(Point placement records)
>> BEGIN

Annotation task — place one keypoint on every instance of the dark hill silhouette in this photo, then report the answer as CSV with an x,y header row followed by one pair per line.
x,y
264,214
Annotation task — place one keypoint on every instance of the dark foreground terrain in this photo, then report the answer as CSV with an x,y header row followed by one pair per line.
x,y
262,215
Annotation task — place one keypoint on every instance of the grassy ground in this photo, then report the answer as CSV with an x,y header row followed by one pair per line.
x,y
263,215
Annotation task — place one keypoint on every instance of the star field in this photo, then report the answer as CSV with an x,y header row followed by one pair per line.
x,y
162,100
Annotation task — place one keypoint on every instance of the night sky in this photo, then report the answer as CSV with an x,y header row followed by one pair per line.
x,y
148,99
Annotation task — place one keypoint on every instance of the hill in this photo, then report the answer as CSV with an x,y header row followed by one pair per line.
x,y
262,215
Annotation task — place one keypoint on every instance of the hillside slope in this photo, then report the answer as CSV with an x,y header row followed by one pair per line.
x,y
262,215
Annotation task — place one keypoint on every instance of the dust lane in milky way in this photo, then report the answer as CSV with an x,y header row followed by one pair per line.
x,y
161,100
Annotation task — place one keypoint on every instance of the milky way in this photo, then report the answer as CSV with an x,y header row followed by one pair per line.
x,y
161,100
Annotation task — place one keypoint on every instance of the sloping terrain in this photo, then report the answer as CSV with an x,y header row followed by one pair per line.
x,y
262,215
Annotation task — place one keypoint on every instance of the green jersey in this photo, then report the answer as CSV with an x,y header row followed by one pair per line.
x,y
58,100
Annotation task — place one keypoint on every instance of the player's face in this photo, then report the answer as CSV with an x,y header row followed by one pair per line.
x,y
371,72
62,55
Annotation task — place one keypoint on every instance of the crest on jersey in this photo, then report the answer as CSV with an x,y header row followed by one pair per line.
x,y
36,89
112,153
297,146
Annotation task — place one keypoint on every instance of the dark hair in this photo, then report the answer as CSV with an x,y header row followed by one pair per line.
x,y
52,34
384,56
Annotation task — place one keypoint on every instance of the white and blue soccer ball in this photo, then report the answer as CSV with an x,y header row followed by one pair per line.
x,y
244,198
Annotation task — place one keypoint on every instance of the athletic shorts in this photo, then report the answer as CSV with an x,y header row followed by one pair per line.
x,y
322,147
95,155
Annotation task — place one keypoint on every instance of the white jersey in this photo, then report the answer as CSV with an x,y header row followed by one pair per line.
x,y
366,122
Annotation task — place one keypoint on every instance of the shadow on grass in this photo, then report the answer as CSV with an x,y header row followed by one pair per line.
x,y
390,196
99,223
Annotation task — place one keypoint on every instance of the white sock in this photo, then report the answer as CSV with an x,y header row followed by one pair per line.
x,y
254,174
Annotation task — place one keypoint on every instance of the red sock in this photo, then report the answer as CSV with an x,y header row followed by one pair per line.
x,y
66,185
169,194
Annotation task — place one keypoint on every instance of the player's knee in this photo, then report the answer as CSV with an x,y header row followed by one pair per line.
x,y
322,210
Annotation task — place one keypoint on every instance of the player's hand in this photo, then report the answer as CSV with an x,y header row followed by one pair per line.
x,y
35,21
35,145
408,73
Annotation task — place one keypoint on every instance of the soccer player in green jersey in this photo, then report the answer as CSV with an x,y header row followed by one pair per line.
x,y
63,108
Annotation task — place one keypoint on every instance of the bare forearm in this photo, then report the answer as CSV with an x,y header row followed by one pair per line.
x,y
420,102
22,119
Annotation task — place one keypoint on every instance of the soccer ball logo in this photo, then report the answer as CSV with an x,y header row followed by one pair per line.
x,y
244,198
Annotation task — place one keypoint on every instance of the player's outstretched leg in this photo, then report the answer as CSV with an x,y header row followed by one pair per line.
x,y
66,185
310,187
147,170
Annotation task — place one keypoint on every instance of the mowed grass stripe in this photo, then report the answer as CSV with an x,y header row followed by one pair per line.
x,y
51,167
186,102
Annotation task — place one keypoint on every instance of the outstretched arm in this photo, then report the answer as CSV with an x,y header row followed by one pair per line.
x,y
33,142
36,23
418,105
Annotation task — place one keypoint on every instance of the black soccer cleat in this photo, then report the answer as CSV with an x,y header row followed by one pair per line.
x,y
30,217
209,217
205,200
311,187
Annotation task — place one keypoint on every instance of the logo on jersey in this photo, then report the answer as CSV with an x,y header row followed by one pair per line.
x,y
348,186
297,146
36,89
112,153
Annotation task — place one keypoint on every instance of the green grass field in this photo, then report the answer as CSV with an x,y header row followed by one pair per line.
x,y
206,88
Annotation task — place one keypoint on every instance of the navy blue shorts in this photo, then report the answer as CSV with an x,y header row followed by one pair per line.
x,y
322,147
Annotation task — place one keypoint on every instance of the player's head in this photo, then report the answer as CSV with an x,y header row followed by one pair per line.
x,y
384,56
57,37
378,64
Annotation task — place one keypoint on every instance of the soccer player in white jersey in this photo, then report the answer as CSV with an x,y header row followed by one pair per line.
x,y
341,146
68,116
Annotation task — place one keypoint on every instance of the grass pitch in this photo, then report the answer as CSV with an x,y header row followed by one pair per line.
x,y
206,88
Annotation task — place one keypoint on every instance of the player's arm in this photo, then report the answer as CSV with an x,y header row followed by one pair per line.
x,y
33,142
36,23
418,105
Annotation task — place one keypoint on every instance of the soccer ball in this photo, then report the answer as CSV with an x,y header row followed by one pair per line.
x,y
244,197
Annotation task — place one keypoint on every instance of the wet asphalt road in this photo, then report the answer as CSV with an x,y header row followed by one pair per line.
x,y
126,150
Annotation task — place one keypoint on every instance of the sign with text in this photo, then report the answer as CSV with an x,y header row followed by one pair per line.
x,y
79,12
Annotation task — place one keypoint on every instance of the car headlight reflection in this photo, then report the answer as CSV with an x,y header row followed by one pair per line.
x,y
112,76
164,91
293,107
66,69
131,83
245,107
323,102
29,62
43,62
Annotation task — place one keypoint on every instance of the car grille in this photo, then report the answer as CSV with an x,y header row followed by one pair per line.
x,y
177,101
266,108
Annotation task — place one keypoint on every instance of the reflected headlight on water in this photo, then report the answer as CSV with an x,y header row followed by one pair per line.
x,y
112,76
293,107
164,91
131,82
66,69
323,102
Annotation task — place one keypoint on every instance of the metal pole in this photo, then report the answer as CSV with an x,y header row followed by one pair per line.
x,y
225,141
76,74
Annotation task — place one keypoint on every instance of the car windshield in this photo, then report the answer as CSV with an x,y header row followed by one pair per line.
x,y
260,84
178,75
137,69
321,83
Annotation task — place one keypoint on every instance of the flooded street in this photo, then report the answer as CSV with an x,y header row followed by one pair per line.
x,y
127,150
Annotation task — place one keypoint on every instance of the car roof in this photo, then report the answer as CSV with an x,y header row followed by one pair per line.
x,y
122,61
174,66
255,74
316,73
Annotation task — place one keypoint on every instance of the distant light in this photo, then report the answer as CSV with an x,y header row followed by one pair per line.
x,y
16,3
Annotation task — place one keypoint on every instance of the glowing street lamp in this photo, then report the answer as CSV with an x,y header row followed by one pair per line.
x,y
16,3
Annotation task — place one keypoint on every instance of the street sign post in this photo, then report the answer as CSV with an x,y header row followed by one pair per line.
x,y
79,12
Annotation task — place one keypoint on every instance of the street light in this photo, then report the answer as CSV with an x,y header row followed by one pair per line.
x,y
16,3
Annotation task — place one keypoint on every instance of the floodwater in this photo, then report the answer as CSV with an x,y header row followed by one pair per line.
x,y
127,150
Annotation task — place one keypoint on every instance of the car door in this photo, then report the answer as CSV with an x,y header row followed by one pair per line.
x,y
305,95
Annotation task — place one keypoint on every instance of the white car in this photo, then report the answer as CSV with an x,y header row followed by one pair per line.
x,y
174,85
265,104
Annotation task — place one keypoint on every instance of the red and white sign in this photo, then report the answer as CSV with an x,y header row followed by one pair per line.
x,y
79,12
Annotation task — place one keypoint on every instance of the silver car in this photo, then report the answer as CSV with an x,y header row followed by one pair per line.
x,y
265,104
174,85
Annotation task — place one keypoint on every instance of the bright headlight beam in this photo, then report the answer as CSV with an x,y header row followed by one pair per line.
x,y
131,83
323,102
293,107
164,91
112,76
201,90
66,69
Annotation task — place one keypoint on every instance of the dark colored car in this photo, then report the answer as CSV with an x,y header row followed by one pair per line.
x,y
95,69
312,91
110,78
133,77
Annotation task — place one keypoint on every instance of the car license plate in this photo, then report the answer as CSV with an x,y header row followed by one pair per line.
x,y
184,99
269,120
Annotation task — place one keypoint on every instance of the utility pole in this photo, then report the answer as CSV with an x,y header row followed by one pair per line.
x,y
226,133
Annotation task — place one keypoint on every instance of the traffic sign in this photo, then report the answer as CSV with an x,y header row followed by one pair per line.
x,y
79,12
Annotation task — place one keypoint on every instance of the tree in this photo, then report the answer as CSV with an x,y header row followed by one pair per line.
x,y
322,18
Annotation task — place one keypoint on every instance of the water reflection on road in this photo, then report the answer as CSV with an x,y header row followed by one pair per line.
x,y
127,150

>> END

What is required: Rescale the lines starting at the line containing "of the water" and ending at the last line of the records, copying the requests unchanged. Multiply every coordinate in the answers by 0.2 and round to the nearest whole number, with halves rounded up.

Exercise result:
Annotation task — place one keypoint on every instance of the water reflection on road in this photo, then report the answer as CSV with an x,y header row followed by one pair per line.
x,y
25,30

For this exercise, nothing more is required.